=== Begin Enclosure ===

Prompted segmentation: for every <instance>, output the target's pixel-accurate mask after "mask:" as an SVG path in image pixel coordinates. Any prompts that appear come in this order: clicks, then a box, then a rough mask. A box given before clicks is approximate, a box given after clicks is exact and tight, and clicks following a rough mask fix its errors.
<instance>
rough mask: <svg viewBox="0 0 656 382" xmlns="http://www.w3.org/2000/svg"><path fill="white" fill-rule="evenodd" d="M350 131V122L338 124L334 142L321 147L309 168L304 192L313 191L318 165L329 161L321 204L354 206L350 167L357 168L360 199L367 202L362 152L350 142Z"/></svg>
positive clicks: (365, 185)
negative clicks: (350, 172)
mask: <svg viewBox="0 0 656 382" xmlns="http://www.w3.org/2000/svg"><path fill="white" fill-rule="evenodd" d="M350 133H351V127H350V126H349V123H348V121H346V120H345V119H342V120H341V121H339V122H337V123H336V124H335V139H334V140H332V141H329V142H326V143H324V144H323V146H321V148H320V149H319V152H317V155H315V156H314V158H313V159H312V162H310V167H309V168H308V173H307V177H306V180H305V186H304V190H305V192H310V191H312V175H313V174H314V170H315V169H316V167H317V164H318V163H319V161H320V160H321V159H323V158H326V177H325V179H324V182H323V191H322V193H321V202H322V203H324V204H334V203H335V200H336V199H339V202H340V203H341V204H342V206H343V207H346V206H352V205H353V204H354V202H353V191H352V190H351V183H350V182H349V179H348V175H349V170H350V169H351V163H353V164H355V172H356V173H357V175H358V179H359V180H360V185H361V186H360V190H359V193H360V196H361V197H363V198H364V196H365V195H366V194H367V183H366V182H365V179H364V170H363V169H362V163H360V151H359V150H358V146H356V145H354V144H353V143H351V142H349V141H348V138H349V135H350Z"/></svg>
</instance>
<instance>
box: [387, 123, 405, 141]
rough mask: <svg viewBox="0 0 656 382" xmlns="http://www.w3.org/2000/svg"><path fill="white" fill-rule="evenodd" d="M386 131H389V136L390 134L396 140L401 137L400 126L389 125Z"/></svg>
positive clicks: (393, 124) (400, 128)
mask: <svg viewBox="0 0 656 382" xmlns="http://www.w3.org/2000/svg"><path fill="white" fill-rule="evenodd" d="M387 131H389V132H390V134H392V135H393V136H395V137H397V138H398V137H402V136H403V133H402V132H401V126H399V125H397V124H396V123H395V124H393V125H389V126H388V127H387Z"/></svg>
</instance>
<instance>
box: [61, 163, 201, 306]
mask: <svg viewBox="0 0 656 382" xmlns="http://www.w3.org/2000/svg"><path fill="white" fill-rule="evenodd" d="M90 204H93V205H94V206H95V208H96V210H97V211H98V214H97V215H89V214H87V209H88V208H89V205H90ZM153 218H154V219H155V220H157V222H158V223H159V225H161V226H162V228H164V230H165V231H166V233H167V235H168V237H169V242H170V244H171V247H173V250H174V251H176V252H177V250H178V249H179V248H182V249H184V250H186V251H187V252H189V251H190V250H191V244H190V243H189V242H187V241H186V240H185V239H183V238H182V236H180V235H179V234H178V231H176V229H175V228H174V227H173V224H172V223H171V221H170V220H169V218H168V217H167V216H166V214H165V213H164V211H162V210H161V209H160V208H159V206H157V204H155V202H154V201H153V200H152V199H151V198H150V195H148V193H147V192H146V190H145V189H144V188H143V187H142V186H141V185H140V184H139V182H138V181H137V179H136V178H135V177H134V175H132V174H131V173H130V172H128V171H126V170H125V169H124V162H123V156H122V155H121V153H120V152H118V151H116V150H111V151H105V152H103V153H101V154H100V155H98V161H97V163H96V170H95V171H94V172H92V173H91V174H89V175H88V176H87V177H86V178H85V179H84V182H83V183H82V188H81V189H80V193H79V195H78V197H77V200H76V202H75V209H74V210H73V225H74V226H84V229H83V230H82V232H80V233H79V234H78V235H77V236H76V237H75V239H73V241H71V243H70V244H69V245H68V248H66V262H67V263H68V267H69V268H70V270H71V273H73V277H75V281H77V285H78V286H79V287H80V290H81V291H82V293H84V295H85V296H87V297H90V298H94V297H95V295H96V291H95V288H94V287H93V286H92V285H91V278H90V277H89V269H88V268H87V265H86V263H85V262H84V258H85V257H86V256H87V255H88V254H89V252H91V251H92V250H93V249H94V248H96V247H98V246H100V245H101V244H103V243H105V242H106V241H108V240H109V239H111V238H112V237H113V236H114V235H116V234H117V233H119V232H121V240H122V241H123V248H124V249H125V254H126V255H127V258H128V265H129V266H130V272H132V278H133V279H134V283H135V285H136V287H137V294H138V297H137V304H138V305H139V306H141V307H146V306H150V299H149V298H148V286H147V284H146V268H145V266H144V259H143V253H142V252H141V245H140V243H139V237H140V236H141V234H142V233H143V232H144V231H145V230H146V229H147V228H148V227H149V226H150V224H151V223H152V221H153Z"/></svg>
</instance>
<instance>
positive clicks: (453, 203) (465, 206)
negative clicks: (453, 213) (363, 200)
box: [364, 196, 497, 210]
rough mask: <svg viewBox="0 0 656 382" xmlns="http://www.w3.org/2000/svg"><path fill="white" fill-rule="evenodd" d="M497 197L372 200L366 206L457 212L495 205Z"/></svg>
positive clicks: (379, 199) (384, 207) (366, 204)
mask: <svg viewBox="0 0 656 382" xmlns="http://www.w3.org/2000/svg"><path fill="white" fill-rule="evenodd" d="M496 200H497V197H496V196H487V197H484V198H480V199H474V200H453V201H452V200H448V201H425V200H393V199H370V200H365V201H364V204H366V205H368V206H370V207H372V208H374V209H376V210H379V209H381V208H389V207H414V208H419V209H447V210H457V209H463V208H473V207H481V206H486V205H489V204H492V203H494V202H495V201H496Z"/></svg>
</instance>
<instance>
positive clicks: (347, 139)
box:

=== End Enclosure ===

Print every line above again without a single change, covering all of the items from start to finish.

Prompted segmentation: for every <instance>, output the target's pixel-accurate mask after "mask:" as an SVG path in image pixel coordinates. Any prompts that appear come in this order: clicks, then a box, then a rough mask. A box given before clicks is approximate, a box given after clicks is exact and tight, and clicks following a rough mask fix its errors.
<instance>
rough mask: <svg viewBox="0 0 656 382" xmlns="http://www.w3.org/2000/svg"><path fill="white" fill-rule="evenodd" d="M350 131V122L338 124L334 142L321 147L309 168L304 192L313 191L318 165L329 161L321 204L354 206L350 167L357 168L360 199L367 202L362 152L350 142Z"/></svg>
positive clicks: (365, 185)
negative clicks: (350, 172)
mask: <svg viewBox="0 0 656 382" xmlns="http://www.w3.org/2000/svg"><path fill="white" fill-rule="evenodd" d="M350 133H351V127H350V126H349V123H348V121H346V120H345V119H342V120H341V121H339V122H337V123H336V124H335V139H334V140H332V141H329V142H326V143H324V144H323V146H321V148H320V149H319V152H317V155H315V156H314V158H313V159H312V162H310V167H309V168H308V173H307V177H306V180H305V186H304V190H305V192H310V191H312V175H313V174H314V170H315V169H316V167H317V164H318V163H319V161H320V160H321V159H323V158H326V177H325V179H324V182H323V191H322V193H321V202H322V203H324V204H334V203H335V200H336V199H339V202H340V203H341V204H342V206H343V207H346V206H352V205H353V204H354V202H353V191H352V190H351V183H350V182H349V179H348V175H349V170H350V169H351V163H353V164H355V172H356V173H357V175H358V179H359V180H360V185H361V186H360V190H359V193H360V196H361V197H363V198H364V196H365V195H366V194H367V183H366V182H365V179H364V170H363V169H362V163H360V151H359V150H358V146H356V145H354V144H353V143H351V142H349V141H348V138H349V135H350Z"/></svg>
</instance>
<instance>
box: [387, 123, 405, 141]
rough mask: <svg viewBox="0 0 656 382" xmlns="http://www.w3.org/2000/svg"><path fill="white" fill-rule="evenodd" d="M386 131H389V136L390 134L396 140L401 137L400 126L389 125Z"/></svg>
positive clicks: (393, 124) (400, 128)
mask: <svg viewBox="0 0 656 382" xmlns="http://www.w3.org/2000/svg"><path fill="white" fill-rule="evenodd" d="M387 131H389V132H390V134H392V135H393V136H395V137H397V138H398V137H402V136H403V133H402V132H401V126H399V125H397V124H396V123H395V124H393V125H389V126H388V127H387Z"/></svg>
</instance>
<instance>
box: [61, 163, 201, 306]
mask: <svg viewBox="0 0 656 382" xmlns="http://www.w3.org/2000/svg"><path fill="white" fill-rule="evenodd" d="M90 204H93V205H94V206H95V208H96V210H97V211H98V214H97V215H89V214H87V209H88V208H89V205H90ZM153 218H154V219H155V220H157V222H158V223H159V225H161V226H162V228H164V230H165V231H166V233H167V235H168V237H169V242H170V244H171V247H173V250H174V251H176V252H177V250H178V249H179V248H182V249H184V250H186V251H187V252H189V251H190V250H191V244H190V243H189V242H187V241H186V240H185V239H183V238H182V236H180V235H179V234H178V231H176V229H175V228H174V227H173V224H172V223H171V221H170V220H169V218H168V217H167V216H166V214H165V213H164V211H162V210H161V209H160V208H159V206H157V204H155V202H154V201H153V200H152V199H151V198H150V195H148V193H147V192H146V190H145V189H144V188H143V187H142V186H141V185H140V184H139V182H138V181H137V179H136V178H135V177H134V175H132V174H131V173H130V172H128V171H126V170H125V169H124V162H123V156H122V155H121V153H120V152H118V151H116V150H111V151H105V152H103V153H101V154H100V155H98V161H97V163H96V170H95V171H94V172H92V173H91V174H89V175H88V176H87V177H86V178H85V179H84V182H83V183H82V188H81V189H80V193H79V195H78V197H77V200H76V202H75V209H74V210H73V225H74V226H84V229H83V230H82V232H80V233H79V234H78V235H77V236H76V237H75V239H73V241H71V243H70V244H69V245H68V248H66V262H67V263H68V267H69V268H70V270H71V273H73V277H75V281H77V285H78V286H79V287H80V290H81V291H82V293H84V295H85V296H87V297H90V298H94V297H95V295H96V291H95V288H94V287H93V286H92V285H91V278H90V277H89V269H88V268H87V265H86V263H85V262H84V258H85V257H86V256H87V255H88V254H89V252H91V251H92V250H93V249H94V248H96V247H98V246H100V245H101V244H103V243H105V242H106V241H108V240H109V239H111V238H112V237H113V236H114V235H116V234H117V233H119V232H121V240H122V241H123V248H124V249H125V254H126V255H127V258H128V265H129V266H130V272H132V278H133V279H134V283H135V285H136V287H137V294H138V297H137V304H138V305H139V306H141V307H146V306H150V299H149V298H148V286H147V284H146V268H145V266H144V259H143V253H142V252H141V245H140V243H139V237H140V236H141V234H142V233H143V232H144V231H145V230H146V229H147V228H148V227H149V226H150V224H151V223H152V221H153Z"/></svg>
</instance>
<instance>
positive clicks: (453, 203) (465, 206)
negative clicks: (453, 213) (363, 200)
box: [364, 196, 497, 210]
rough mask: <svg viewBox="0 0 656 382" xmlns="http://www.w3.org/2000/svg"><path fill="white" fill-rule="evenodd" d="M497 197L372 200L366 206L457 212L495 205Z"/></svg>
positive clicks: (379, 199) (384, 207) (366, 204)
mask: <svg viewBox="0 0 656 382" xmlns="http://www.w3.org/2000/svg"><path fill="white" fill-rule="evenodd" d="M496 200H497V197H496V196H487V197H484V198H480V199H474V200H453V201H452V200H448V201H425V200H393V199H370V200H365V201H364V204H366V205H368V206H370V207H372V208H374V209H376V210H379V209H381V208H389V207H414V208H419V209H447V210H457V209H463V208H473V207H481V206H486V205H489V204H492V203H494V202H495V201H496Z"/></svg>
</instance>
<instance>
positive clicks: (347, 139)
box:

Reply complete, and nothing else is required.